[Rows from a pointing dataset]
↓

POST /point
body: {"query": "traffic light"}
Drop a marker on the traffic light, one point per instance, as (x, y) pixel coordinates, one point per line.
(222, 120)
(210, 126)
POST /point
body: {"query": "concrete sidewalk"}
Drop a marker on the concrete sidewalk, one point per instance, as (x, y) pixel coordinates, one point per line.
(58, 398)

↑
↓

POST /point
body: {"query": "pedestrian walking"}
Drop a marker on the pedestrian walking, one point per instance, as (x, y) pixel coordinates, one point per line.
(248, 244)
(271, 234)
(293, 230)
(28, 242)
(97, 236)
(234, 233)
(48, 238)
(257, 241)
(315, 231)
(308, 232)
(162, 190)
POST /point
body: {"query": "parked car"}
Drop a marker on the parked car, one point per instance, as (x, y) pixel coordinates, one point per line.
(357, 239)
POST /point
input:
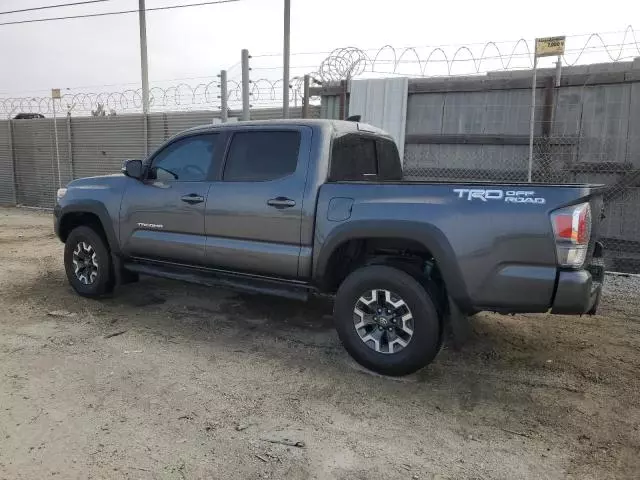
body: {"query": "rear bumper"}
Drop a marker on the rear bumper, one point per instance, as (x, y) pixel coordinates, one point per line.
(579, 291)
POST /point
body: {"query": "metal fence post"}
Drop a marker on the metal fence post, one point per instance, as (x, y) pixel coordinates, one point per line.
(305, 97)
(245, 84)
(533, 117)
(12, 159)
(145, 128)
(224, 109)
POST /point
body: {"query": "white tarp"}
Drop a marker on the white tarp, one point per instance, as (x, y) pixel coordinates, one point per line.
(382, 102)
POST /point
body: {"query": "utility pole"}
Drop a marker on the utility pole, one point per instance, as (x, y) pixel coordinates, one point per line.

↑
↓

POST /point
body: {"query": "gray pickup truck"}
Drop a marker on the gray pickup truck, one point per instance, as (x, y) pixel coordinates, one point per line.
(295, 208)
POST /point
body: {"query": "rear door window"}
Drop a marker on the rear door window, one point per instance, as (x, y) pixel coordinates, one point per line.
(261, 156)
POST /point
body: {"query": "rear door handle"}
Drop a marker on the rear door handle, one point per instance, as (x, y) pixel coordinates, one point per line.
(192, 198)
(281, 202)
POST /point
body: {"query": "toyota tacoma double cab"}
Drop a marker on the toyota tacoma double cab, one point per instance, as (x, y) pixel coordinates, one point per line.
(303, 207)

↑

Exercise:
Count the lines in the items above that contain the string "pedestrian", and reply with the number alone.

In response:
2